Your instructions:
Find each line in the records below that contains the string "wall", matching case exactly, and copy every such line.

Dataset records:
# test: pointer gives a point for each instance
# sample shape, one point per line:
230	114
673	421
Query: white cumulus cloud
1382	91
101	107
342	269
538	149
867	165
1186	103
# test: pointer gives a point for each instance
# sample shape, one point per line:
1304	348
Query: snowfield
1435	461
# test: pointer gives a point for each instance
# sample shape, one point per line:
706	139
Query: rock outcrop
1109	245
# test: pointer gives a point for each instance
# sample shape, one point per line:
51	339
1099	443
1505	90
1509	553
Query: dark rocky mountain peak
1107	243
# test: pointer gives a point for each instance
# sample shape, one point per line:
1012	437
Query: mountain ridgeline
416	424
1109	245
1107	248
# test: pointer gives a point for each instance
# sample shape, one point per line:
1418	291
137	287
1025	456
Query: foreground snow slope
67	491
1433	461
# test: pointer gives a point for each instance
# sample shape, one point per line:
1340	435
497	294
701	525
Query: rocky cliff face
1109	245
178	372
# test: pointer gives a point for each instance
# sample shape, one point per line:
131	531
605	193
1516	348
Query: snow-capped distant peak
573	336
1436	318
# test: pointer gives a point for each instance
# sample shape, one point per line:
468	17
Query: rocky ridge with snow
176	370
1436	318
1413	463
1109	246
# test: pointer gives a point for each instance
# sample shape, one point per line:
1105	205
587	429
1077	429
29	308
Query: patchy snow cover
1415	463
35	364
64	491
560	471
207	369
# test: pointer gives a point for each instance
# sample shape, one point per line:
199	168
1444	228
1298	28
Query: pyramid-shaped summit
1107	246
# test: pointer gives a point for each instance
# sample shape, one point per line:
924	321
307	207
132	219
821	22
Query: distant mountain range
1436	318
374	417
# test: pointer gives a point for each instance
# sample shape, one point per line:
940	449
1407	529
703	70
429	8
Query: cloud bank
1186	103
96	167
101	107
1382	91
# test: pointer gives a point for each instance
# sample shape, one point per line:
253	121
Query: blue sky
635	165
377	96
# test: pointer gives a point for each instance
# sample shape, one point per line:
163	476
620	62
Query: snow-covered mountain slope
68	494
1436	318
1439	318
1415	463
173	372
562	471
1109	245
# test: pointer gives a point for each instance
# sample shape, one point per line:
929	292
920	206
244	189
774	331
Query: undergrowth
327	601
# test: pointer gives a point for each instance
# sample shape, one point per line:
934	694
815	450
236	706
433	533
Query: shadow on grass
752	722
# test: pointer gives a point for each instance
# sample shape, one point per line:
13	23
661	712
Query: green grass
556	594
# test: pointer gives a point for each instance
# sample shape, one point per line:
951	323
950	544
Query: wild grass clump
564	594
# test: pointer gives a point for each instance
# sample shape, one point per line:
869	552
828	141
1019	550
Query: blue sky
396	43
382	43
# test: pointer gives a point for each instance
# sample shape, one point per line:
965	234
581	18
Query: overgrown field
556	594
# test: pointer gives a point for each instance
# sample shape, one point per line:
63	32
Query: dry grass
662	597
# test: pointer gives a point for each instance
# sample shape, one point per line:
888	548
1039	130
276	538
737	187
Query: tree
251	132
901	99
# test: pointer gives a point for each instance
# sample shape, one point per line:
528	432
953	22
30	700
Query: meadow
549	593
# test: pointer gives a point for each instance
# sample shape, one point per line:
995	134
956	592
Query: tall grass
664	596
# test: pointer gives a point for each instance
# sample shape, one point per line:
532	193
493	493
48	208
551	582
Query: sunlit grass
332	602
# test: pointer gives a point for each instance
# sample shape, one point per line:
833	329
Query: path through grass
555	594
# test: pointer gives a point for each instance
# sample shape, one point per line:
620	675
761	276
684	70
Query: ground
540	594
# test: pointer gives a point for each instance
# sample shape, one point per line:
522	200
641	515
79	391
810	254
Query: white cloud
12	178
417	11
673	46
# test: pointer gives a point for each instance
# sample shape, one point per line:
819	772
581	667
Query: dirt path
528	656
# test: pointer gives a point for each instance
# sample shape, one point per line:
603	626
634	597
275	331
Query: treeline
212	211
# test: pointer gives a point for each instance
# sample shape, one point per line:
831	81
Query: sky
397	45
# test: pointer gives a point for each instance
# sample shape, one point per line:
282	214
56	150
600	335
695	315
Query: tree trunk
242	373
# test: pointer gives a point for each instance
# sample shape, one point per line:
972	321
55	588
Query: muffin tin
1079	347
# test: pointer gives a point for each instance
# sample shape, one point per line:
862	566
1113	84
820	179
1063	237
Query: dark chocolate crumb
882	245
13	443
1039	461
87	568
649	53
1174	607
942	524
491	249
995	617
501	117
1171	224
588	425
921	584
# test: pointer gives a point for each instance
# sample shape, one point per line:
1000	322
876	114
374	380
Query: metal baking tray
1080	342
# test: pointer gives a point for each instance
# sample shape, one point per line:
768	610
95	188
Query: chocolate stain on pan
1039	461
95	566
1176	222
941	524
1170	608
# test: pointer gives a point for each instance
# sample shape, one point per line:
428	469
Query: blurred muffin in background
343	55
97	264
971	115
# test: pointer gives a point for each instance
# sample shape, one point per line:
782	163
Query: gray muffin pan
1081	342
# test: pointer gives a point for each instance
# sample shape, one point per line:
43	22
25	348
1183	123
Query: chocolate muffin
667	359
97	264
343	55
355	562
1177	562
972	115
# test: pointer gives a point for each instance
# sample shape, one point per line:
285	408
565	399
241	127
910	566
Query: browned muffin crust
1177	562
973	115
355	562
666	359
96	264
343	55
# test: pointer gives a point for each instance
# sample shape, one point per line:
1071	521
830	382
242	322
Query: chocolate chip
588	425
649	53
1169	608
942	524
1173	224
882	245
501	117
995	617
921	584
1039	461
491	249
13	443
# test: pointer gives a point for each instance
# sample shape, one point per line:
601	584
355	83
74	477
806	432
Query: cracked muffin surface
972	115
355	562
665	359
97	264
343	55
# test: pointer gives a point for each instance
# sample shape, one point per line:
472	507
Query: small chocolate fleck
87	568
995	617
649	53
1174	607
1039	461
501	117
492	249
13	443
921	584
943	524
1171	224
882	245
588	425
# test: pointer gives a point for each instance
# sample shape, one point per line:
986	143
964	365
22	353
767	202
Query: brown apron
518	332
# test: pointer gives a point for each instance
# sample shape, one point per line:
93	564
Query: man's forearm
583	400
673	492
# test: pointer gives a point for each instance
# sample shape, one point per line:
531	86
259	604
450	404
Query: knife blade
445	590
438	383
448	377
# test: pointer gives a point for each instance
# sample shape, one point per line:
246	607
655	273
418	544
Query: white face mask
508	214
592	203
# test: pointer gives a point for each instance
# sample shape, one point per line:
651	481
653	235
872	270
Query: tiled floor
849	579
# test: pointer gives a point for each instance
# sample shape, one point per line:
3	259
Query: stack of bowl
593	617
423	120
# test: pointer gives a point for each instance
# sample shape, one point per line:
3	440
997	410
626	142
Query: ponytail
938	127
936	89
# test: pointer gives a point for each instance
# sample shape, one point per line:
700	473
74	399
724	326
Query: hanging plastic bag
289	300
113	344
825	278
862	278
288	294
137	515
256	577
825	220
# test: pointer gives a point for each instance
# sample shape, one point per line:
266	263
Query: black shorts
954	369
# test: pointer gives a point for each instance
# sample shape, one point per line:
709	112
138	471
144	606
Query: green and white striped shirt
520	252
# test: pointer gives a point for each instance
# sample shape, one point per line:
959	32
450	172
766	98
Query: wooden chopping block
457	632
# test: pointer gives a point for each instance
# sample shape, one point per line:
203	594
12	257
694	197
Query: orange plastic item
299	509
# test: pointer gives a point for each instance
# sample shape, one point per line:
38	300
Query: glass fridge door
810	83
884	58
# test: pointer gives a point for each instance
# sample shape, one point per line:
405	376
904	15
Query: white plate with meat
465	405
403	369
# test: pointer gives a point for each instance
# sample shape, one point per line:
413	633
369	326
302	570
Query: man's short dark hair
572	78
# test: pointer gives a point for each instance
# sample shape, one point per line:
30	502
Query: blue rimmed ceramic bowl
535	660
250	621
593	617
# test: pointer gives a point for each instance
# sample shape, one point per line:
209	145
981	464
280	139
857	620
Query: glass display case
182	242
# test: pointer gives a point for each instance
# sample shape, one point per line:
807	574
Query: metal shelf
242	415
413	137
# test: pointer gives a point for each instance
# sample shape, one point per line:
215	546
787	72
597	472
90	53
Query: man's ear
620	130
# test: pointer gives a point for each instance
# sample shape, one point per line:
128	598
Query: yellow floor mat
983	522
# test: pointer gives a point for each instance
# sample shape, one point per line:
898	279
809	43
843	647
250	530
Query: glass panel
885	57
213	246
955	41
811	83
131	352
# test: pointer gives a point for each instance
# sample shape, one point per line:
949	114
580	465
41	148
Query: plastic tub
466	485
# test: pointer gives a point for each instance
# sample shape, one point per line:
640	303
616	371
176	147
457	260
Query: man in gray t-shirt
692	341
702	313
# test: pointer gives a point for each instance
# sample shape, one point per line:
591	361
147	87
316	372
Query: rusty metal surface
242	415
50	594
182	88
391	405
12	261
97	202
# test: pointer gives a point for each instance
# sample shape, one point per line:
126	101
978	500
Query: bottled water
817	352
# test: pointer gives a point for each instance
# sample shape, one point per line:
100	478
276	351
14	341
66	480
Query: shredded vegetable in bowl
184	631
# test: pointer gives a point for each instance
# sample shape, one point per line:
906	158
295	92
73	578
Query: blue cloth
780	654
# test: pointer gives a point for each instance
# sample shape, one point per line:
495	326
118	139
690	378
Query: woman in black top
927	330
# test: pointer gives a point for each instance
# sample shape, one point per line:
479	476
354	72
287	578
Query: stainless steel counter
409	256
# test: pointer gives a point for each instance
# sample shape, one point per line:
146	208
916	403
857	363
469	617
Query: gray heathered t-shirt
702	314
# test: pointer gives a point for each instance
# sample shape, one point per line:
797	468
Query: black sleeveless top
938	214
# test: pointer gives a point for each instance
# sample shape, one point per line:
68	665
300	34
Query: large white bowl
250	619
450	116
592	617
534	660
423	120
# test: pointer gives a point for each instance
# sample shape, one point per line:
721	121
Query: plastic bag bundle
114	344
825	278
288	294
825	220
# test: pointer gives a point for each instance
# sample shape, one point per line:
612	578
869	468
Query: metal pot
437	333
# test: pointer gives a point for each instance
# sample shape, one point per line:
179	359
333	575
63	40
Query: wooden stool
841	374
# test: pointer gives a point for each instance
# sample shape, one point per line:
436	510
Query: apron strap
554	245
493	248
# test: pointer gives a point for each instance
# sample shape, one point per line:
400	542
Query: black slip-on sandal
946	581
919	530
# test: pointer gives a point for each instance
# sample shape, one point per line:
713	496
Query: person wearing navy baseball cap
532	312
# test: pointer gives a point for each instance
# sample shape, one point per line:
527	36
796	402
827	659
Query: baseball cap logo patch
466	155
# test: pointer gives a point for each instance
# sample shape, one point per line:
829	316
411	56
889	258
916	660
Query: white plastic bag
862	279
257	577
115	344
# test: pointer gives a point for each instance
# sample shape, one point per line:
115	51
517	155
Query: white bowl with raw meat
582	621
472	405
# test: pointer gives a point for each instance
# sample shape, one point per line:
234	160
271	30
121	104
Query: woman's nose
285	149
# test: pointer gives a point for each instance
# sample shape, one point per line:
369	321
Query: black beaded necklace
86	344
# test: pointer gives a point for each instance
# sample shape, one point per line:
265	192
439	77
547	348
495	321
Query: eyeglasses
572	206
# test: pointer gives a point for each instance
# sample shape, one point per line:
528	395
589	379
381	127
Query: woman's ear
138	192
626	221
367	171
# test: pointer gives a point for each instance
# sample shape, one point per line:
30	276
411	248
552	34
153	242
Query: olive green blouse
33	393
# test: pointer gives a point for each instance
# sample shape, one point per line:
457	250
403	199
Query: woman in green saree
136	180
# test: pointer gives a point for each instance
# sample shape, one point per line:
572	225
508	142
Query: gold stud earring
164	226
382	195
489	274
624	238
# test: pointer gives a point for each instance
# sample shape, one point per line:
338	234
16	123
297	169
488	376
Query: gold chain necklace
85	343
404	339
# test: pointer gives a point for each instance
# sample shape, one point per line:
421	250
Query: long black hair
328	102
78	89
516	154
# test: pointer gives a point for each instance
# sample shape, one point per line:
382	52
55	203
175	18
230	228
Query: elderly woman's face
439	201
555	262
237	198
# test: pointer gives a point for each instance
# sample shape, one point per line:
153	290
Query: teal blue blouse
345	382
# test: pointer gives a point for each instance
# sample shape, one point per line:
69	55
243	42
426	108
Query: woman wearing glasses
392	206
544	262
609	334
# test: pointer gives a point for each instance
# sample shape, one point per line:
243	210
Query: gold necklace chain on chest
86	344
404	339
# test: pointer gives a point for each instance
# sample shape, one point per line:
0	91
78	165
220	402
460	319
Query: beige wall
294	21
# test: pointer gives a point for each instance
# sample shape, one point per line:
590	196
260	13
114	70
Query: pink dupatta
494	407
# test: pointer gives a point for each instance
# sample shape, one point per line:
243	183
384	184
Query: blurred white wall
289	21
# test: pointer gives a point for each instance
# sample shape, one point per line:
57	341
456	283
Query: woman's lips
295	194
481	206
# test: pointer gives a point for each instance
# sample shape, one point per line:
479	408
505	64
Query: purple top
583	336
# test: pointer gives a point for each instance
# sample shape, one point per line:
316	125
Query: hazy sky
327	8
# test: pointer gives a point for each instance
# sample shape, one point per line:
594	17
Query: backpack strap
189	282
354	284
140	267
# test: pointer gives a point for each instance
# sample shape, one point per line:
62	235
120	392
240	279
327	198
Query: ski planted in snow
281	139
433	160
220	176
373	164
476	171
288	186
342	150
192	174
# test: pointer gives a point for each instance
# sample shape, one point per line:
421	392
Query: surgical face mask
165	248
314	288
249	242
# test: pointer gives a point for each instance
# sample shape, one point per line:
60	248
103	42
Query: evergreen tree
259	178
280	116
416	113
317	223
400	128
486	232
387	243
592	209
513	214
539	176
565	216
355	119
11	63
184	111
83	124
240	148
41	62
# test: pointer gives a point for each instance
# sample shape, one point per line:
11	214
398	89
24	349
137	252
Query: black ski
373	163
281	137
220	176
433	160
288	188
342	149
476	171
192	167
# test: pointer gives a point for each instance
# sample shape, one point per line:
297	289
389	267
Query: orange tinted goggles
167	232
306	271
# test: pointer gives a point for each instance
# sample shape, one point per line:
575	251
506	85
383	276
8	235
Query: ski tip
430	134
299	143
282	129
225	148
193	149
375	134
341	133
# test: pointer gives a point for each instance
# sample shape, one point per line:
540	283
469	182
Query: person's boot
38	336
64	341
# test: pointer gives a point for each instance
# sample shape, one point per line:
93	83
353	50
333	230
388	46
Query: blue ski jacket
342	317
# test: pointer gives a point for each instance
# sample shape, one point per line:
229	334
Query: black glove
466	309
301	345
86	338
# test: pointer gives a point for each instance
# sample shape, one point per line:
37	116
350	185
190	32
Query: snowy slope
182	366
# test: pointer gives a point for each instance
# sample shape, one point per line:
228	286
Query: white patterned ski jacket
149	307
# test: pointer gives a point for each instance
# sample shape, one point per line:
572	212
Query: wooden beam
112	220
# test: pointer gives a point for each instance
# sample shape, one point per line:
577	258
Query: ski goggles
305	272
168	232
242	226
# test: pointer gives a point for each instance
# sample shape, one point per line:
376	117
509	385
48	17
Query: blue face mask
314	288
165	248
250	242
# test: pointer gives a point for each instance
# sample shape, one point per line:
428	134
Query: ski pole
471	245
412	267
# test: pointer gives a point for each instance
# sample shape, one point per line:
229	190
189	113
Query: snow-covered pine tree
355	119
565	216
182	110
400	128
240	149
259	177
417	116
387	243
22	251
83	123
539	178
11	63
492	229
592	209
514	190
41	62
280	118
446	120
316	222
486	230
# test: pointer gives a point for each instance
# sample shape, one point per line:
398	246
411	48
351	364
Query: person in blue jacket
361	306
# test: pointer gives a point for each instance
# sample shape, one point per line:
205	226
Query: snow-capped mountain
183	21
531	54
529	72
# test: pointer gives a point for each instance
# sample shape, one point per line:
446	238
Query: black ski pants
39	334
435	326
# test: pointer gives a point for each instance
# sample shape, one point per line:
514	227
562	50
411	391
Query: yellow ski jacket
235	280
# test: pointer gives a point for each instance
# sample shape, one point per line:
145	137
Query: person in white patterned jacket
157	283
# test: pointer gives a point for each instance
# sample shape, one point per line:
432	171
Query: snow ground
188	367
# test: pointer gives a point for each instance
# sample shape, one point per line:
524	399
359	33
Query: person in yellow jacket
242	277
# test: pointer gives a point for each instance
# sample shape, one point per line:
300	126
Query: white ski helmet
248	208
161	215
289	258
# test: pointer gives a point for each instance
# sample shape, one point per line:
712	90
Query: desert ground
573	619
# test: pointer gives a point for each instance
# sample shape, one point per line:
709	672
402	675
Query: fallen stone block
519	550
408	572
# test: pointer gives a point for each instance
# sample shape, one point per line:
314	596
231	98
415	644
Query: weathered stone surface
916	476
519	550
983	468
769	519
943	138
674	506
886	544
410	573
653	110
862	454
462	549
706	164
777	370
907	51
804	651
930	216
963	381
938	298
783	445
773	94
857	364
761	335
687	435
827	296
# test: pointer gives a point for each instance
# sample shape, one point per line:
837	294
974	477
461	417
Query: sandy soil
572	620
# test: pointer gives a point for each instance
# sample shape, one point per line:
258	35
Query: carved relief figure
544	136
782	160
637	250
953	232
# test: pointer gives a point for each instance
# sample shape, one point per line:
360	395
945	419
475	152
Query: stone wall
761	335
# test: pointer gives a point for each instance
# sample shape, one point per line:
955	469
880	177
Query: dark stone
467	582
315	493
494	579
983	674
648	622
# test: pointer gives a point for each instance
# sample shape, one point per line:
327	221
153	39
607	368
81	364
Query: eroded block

Result:
Query: beige wall
Query: blurred white wall
Query: stone wall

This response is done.